### СТРАНИЦА

Новые истории Киры Муратовой
На премию «Ника»-2006 в номинации «Лучший фильм стран СНГ и Балтии» среди прочих претендует новая картина Киры Муратовой «Два в одном» (Украина).
Помнится, «Настройщик» Киры Муратовой, вышедший в 2004 году и явившийся копродукцией России и Украины, был дружно признан поворотом «сложного» режиссера к зрителю. Строптивого мастера словно гладили по головке: ведь можешь же и неповторимый свой стиль демонстрировать, и публике сделать приятное! Криминально-авантюрная интрига, слезоточивая — то есть близкая сентиментальной душе простого зрителя — развязка, в главных ролях пусть и не «медийные», но все же знаменитые Нина Русланова и Алла Демидова... Все эти счастливые совпадения, подкрепленные умным промоушном Сергея Члиянца, дали неожиданный по меркам отечественного артхауса прокатный эффект — фильм шел в кинотеатрах несколько месяцев. Это ли не великий соблазн, по нынешним временам, — учесть на будущее «пожелания зрителя»?! Однако новая работа режиссера подтверждает давнюю истину: Муратова ни с одной властью, ни с одной эпохой ни в какие игры не играет. Она делает то, что хочет и считает необходимым в данный отрезок времени, — сверяясь исключительно с самой собой.

######
### ПОКАЗАННЫЙ ЛИСТИНГ

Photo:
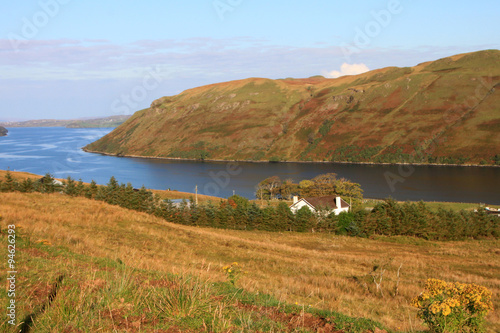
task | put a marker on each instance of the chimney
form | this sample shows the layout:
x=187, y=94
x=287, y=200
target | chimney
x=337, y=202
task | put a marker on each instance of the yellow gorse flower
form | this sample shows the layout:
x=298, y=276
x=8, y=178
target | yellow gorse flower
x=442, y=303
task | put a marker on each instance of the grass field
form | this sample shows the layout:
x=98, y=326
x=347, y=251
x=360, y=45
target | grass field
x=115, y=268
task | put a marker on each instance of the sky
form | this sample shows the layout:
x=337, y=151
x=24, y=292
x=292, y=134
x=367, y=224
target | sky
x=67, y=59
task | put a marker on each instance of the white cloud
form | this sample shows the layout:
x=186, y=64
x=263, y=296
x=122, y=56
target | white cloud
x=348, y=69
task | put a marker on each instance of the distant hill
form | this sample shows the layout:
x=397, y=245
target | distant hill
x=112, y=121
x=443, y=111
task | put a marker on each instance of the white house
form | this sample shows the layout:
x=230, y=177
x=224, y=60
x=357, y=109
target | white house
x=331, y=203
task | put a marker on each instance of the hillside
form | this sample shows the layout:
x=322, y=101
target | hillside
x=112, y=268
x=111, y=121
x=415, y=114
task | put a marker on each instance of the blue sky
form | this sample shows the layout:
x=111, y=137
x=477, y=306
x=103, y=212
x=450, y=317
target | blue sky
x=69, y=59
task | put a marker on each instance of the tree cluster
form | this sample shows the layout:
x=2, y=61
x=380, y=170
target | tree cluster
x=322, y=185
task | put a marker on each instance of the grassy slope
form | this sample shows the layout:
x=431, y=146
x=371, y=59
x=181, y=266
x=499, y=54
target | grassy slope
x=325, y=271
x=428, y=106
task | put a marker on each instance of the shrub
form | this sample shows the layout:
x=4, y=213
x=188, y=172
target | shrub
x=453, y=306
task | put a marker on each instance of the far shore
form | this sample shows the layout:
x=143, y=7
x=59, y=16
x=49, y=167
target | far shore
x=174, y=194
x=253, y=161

######
### ПОКАЗАННЫЙ ЛИСТИНГ

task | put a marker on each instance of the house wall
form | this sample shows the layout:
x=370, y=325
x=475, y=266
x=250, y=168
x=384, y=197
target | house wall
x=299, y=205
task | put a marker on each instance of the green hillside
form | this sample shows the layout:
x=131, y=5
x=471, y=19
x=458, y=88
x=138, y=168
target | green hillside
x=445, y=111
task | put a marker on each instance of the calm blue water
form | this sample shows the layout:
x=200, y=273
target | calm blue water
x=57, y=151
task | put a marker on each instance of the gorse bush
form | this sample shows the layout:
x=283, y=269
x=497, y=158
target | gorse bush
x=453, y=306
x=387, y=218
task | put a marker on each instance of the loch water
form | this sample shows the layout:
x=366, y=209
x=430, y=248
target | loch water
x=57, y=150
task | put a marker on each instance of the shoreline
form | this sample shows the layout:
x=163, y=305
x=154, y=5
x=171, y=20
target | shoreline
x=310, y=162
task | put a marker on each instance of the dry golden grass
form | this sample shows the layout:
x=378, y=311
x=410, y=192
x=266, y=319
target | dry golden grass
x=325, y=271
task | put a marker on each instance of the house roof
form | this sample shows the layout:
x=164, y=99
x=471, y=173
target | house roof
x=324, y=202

######

ЧТО СДЕЛАТЬ:
Напишите продолжение статьи о новом фильме Киры Муратовой «Два в одном», начав сразу после её последнего предложения.

ОТВЕТ НА ЗАДАНИЕ:
Снова Муратова возвращается к принципу фильма-сборника, когда «под одной крышей» располагаются несколько абсурдистских новелл по сценариям разных авторов. Картина «Два в одном» спокойно могла бы называться «Две истории» (как ее же знаменитые «Три истории»). Первая и вторая части фильма между собой практически не связаны, их соседство — парадоксально и, скорее всего, необъяснимо, как, впрочем, это часто бывает у Муратовой.
Казалось бы, уже давно все представители театрального мира, кто-то раньше, кто-то позже, попали в разработку шустрым киношникам. Ан нет! Никто еще не посвящал ни части своего фильма таким колоритным работникам театра, как монтировщики. Наконец-то этот вредоносный и малоуправляемый народец попался — сценарист Евгений Голубенко написал про них целый рассказ, который и лег в основу первой части фильма «Два в одном». Монты (так на внутритеатральном жаргоне называют монтировщиков) — маргиналы театра, поэтому неудивительно, что из всего пестрого сообщества служителей Мельпомены именно они заинтересовали Муратову. Ее любимцами были и остаются отщепенцы, «чудики», люди «за бортом». Таких как раз много среди рабочих сцены.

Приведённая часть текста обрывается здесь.